Start of DATA SHOWN
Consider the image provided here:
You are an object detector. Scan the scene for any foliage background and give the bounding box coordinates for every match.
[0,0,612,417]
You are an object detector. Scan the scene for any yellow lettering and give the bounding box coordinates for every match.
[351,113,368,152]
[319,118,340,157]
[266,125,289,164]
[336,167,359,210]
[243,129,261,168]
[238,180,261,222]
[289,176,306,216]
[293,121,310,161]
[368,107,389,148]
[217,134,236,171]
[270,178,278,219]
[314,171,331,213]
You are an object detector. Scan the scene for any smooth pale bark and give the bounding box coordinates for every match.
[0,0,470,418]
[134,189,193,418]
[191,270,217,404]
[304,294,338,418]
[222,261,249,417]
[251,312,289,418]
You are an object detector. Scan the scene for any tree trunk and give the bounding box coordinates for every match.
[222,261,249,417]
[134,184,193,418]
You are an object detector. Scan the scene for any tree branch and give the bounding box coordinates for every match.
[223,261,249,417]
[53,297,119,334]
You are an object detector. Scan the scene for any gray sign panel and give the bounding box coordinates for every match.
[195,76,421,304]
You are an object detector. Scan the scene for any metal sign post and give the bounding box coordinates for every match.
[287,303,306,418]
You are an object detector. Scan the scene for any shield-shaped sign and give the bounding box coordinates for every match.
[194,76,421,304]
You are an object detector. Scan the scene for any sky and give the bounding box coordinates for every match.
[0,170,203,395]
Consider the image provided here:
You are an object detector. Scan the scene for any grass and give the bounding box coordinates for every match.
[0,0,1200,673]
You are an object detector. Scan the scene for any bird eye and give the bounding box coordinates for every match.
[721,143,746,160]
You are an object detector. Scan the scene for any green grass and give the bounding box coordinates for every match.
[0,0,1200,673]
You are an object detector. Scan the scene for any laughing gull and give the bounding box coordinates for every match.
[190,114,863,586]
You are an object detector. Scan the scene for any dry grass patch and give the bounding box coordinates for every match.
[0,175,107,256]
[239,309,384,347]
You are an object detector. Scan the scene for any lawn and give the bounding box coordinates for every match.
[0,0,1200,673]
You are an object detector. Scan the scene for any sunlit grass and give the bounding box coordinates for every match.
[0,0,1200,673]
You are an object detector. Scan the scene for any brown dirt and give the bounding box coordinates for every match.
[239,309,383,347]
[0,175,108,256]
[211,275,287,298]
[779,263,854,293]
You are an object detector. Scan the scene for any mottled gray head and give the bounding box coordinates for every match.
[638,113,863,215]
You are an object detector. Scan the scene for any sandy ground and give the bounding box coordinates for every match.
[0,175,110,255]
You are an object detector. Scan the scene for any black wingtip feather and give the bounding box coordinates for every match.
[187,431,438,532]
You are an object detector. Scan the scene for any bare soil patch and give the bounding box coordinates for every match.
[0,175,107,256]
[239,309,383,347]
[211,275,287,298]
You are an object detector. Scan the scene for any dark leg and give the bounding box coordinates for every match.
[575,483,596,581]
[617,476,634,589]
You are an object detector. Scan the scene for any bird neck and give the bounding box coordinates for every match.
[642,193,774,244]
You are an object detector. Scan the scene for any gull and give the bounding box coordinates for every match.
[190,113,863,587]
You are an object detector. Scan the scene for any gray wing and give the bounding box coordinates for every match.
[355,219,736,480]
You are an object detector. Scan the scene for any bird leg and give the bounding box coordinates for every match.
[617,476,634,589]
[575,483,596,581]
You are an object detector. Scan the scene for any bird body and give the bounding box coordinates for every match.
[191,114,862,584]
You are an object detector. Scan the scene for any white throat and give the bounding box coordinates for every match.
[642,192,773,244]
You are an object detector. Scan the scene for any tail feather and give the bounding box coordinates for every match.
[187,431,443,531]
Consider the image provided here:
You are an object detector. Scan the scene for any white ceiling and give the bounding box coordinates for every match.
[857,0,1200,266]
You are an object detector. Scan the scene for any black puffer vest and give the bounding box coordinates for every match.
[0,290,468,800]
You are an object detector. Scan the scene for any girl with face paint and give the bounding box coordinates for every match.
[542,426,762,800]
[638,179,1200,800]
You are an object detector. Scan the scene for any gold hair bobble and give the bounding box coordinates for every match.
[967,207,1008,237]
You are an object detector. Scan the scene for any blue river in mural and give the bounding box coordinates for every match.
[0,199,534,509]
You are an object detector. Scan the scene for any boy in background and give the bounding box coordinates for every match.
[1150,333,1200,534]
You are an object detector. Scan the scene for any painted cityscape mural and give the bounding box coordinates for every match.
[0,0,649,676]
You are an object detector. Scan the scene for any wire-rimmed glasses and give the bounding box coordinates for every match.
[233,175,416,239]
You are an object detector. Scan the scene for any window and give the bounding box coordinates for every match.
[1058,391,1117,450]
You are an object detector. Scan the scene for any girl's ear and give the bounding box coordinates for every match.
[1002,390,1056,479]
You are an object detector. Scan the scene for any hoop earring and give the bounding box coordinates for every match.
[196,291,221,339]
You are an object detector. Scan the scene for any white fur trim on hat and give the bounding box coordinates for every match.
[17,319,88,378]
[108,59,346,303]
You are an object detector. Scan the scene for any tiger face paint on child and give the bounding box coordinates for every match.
End of DATA SHOWN
AIM OF THE TASK.
Please reproduce all of the entries above verbatim, keeping their original order.

REPLY TO THE EXERCISE.
Consider the image provided here:
You are an object detector. Scan the scene for any foliage background and give the bounding box coordinates for every match.
[0,0,612,417]
You are an object detector. Scan the scene for any yellow lettering and give the bounding box coordinates for every match.
[351,113,368,152]
[319,118,340,157]
[266,125,289,164]
[336,167,359,210]
[243,129,261,168]
[238,180,261,222]
[289,176,306,216]
[293,121,310,161]
[368,107,389,148]
[217,134,236,171]
[270,178,278,219]
[314,171,331,213]
You are an object detector. Scan the scene for any smooth pale bark and give the bounding box coordinates for every match.
[0,0,470,418]
[134,189,193,418]
[191,270,217,404]
[304,294,338,418]
[222,261,249,417]
[251,312,289,418]
You are an object detector. Scan the scene for any tree trunk and give the bounding box coordinates for every match.
[222,261,249,417]
[134,184,193,418]
You are an object detector. Scan the scene for any tree branch and give the bounding box coordinates for every match.
[223,261,249,417]
[53,297,119,334]
You are an object detector. Scan the scene for any gray sign panel and give the bounding box coordinates for every match.
[195,76,421,304]
You are an object detector. Scan the scene for any metal sign post and give the bounding box coordinates for every match.
[287,303,306,418]
You are an object detector. Scan the scene for any shield-shaped sign and give the bounding box coordinates for every match.
[194,76,421,304]
You are an object detector. Scan the scene for any sky and give the bounding box coordinates for every match.
[0,170,203,395]
Consider the image provided here:
You are an object detector. Scan the scene for any grass and give the bounding box coordinates for every match.
[0,0,1200,673]
You are an object detector. Scan the scene for any bird eye and give the bounding box coordinates for every match.
[721,143,746,160]
You are an object detector. Scan the scene for any green grass and give the bounding box coordinates for every match.
[0,0,1200,673]
You are an object detector. Scan the scene for any laughing gull and give the bounding box coordinates for every match.
[190,114,863,586]
You are an object detector. Scan the scene for any dry grass patch and give the bounding box coordinates for every match.
[0,175,107,256]
[239,309,384,347]
You are an object detector. Scan the scene for any lawn and give the bounding box coordinates for every match.
[0,0,1200,673]
You are an object detector. Scan the scene for any sunlit grass and give the bounding box coordinates for every match.
[0,0,1200,673]
You are an object detector. Scan the scene for any brown dirt and give the bounding box coordinates for every match.
[239,309,383,347]
[0,175,108,256]
[211,275,287,298]
[779,263,854,293]
You are an object detector. Scan the scene for any mottled gray head and give the bounding box coordinates for every match.
[638,113,863,215]
You are an object detector. Scan the scene for any sandy ground and give the bounding box coordinates for every match.
[0,175,110,255]
You are an object detector. Scan the scene for any black wingtip feather and give the bounding box coordinates for every match.
[187,431,438,532]
You are an object detector. Scan the scene for any bare soil patch and give the bounding box coordinates for every match.
[0,175,107,256]
[239,309,383,347]
[211,275,287,298]
You are an object detector. Scan the scene for any dark leg and give the bounding box coordinates for every match.
[575,483,596,581]
[617,476,634,589]
You are an object detector. Scan the scene for any bird neck and give the bounding box coordinates for every match.
[642,193,774,244]
You are an object detector. Scan the scene for any gull and give the bounding box coordinates for every match.
[190,113,863,587]
You are an object detector. Scan the scene for any gray wing and give the bounding box coordinates for every match.
[355,219,736,480]
You are an object detector. Scan the scene for any bird leg and give the bounding box coordinates for every match.
[617,476,634,589]
[575,483,596,581]
You are an object detector. Scan the scene for any bird body and give the bounding box coordinates for every match.
[191,114,862,584]
You are an object detector. Scan the scene for any white throat and give the bounding box coordinates for every match.
[642,192,773,244]
You are an object detector. Scan the scene for any tail feather and give the bounding box coordinates for every match.
[187,431,443,531]
Consider the image provided here:
You are an object detector. Scan the scene for any white ceiling and give the bounding box coordinates for every match.
[857,0,1200,266]
You are an object detector. Scan the scene for any black puffer vest and give the bounding box coordinates for every match.
[0,290,468,800]
You are an object detector. Scan the scene for any girl with face paint and give the bounding box coordinates for every match.
[542,426,762,800]
[638,179,1200,800]
You are an object detector. Scan the scene for any gold hair bobble and give the bounding box coordinates for every match.
[967,207,1008,237]
You are an object detector. Scan the scene for any blue river in mural and give the bounding box coordinates for every match.
[0,199,534,509]
You are an object detector. Scan the scene for any boy in background and give the bounding box coordinates for every match.
[1150,333,1200,534]
You are an object detector. Scan the scene for any painted cityscape mural and give the bounding box coordinates for every match.
[0,0,649,676]
You are an object detector. Scan the scene for any wire-rimmed glasses and give the bounding box coordinates for every match.
[233,175,416,239]
You are an object detector. Scan the scene for any window and give the bounding box coordinates for every match.
[1058,391,1117,450]
You are an object detector. Scan the scene for any girl's ear and give the bounding box coordinates for every match.
[1002,390,1056,479]
You are an object detector. Scan the scene for any hoop earring and give the bounding box coordinates for every match.
[196,291,221,339]
You are an object detector. Scan the scene for any white fur trim on hat and give the bounding box coordinates for every match.
[17,319,88,378]
[108,59,346,303]
You are an object detector. Scan the scene for any tiger face paint on child and give the bounding box coordinates for every match.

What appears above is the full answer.